### Written exercise
Copy the listing below word for word, leaving out the pictures.

[Image annotation listing]
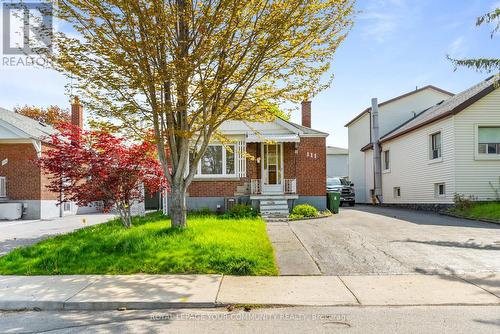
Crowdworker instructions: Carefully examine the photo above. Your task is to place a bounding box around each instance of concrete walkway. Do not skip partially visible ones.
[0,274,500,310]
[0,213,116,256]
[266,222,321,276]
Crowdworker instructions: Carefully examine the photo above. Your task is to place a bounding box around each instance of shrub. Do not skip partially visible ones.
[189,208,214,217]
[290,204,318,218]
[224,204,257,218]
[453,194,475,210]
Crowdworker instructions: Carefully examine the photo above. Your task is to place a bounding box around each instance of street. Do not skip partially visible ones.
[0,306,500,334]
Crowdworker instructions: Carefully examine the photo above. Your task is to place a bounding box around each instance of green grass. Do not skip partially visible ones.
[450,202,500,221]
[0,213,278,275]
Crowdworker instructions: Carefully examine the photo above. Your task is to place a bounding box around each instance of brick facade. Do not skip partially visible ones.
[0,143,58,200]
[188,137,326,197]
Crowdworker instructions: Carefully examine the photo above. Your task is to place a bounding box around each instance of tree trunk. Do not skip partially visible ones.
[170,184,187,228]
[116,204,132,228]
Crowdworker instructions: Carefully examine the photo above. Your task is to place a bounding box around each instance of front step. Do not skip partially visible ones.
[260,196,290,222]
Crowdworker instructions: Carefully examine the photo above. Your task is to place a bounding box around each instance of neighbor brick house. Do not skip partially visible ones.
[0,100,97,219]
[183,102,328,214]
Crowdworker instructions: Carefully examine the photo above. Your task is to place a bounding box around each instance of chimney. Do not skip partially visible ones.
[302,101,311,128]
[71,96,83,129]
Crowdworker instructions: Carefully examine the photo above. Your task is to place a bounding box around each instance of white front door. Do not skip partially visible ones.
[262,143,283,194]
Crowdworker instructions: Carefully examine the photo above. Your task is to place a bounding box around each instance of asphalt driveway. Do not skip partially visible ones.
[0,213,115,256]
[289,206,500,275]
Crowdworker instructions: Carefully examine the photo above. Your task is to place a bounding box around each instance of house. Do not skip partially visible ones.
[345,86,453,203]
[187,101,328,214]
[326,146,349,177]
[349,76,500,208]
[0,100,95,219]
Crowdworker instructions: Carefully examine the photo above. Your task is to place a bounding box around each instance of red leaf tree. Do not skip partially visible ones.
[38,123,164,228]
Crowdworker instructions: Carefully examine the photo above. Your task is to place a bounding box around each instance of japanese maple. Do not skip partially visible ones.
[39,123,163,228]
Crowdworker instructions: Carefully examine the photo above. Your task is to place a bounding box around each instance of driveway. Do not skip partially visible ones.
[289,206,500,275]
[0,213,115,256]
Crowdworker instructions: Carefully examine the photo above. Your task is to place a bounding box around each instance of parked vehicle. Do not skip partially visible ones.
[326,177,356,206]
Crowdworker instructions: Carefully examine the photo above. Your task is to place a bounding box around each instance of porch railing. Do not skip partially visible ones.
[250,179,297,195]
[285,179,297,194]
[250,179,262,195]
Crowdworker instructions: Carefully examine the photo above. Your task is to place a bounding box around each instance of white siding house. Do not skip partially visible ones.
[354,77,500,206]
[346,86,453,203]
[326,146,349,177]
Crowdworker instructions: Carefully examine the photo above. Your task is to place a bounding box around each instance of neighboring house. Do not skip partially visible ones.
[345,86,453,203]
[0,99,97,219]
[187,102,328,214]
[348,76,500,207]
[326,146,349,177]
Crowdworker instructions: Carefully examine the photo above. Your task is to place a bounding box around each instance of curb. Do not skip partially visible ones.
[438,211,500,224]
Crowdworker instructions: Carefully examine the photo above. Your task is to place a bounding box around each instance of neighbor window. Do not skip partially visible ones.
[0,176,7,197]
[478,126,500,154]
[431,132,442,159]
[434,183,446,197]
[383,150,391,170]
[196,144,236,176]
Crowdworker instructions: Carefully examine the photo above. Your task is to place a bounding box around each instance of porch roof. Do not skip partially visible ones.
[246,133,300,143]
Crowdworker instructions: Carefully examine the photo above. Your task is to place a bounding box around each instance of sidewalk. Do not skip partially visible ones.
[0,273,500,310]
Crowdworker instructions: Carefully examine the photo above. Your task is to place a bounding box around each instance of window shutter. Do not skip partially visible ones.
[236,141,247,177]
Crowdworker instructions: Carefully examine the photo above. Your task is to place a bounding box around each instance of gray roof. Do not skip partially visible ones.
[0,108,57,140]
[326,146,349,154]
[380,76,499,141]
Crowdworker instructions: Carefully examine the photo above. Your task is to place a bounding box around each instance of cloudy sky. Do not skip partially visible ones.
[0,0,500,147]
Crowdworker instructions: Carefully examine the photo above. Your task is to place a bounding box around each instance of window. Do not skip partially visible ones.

### Answer to the task
Crowdworker instructions: Carefully examine the photo above. Your task is to place a bounding box around each instance of concrete walkway. Do not skip partially visible ones.
[0,274,500,310]
[0,213,116,256]
[266,222,321,276]
Crowdworker instructions: Carefully examine the photo above. Your task is to place a bounding box around each instance of shrub. Do not skip partially visible ones.
[189,208,214,217]
[290,204,318,218]
[224,204,257,218]
[453,194,475,210]
Crowdworker instructions: Carefully examine the photo above. Your task is to place a bounding box around each instance of street. Do not skip partially visible ones.
[0,306,500,334]
Crowdworker instructions: Carefully examine the photo above. Your task is to place a bounding box around each instance of green grass. Do not skip partially visible ones.
[450,202,500,221]
[0,213,278,275]
Crowdworker instructions: Carefully examine the photo above. Your task is to place a bounding box around each instance of brick facade. Do not skip partially visible ones.
[0,143,58,200]
[188,137,326,197]
Crowdworker instructions: Carefully examine the photo above. Your task is to place a bounding box around each instance of tree trunk. Do not skip partially visible ones.
[170,184,187,228]
[116,204,132,228]
Crowdworker instructions: Carefully examine the photo above. Your task is to place a bounding box around each instance of front step. Do not skip partially visible ones.
[260,196,290,222]
Crowdworker instructions: Carefully examine the photo above. Your task is to place a bounding box around each instance of neighbor brick house. Do not skip partially visible ones.
[0,100,97,219]
[183,102,328,214]
Crowdworker instructions: Carefully examine the photo above. Your task is to place a bounding box around each instance of chimney. Do not skip partially visible ones.
[302,101,311,128]
[71,96,83,129]
Crowdworker instructions: Carefully examine the photo above. Your task is to place a bounding box around each instance of white front door. Do not skip partially visible ones.
[262,143,283,194]
Crowdworker instructions: Carefully examine the photo above. Your task is to place a bounding box around each instance of asphalt driveway. Do not skip partially visible ones.
[0,213,115,256]
[289,206,500,275]
Crowdworker instructions: Carefully examine the photo above. Your task is to place a bounding box around each instance of house. Do not skip partially visible ones.
[345,86,453,203]
[187,101,328,214]
[326,146,349,177]
[349,76,500,208]
[0,100,95,219]
Crowdworker instructions: Carefully examine the photo above. Your task is to place a bounding box around each instance of red leaf tree. Do not skip partially visible ones.
[38,123,164,228]
Crowdworker instructions: Carefully examine the photo above. Your task is to place a bounding box around each instance of japanese maple. Do not skip partially visible ones.
[39,123,163,228]
Crowdworker instructions: Carefully examine the photo above. Your task is to place a bounding box around each instance of driveway. Do not skip partially visible ones.
[289,206,500,275]
[0,213,115,256]
Crowdworker instructions: Carefully examine the photo above. Your task is to place a bounding box around each instance of parked vehicle. Do not skip partially visible ones.
[326,177,356,206]
Crowdworker instructions: Carefully examine the photo above. Your task is to place a bounding box around each instance of porch railing. Do not skip partially visible ones.
[250,179,297,195]
[285,179,297,194]
[250,179,262,195]
Crowdworker instructions: Carefully examine the photo above. Your task is to place a bounding box around each instance of white siding house. Do not skip partially visible ones.
[354,77,500,206]
[346,86,453,203]
[326,146,349,177]
Crowdworker instructions: Carefully examine the photo above. Your task is to place a bounding box around each instance of neighboring house. Do not skip partially visible ones.
[345,86,453,203]
[0,99,97,219]
[187,102,328,214]
[348,76,500,207]
[326,146,349,177]
Crowdworker instructions: Carefully examine the photo above. Your task is to place a bounding box around each instance of curb. Do not skip partially visible ones.
[438,211,500,224]
Crowdworker instructions: Carefully examine the photo above. Your task is to place a bounding box around each instance of neighbor window. Do not skip partially visible ones.
[0,176,7,197]
[478,126,500,154]
[431,132,442,159]
[434,183,446,197]
[383,150,391,170]
[196,144,236,176]
Crowdworker instructions: Carefully examine the photo above. Your task is to place a bounding box around each instance of porch roof. Do not skip partially visible ones.
[246,133,300,143]
Crowdworker instructions: Carefully examine the photo above. Your task is to place a bounding box around each instance of sidewalk. Do not skip partially visible ones.
[0,273,500,310]
Crowdworker instructions: Carefully examine the photo above. Your task is to place a bounding box around each instance of window shutter. Do not skip partially visible ones.
[236,141,247,177]
Crowdworker instructions: Carefully examine the photo above. Your task is to place a bounding box around each instance of gray roof. Do not skip partially visible ones.
[0,108,57,140]
[326,146,349,154]
[380,76,499,141]
Crowdworker instructions: Carefully examine the photo above. Your task is to place a bounding box around each instance of cloudy sky. Do not skip partially visible ones.
[0,0,500,147]
Crowdworker instructions: Carefully examine the photo above. Your task is to place a bounding box around each instance of window. Do not skip partially visible ones.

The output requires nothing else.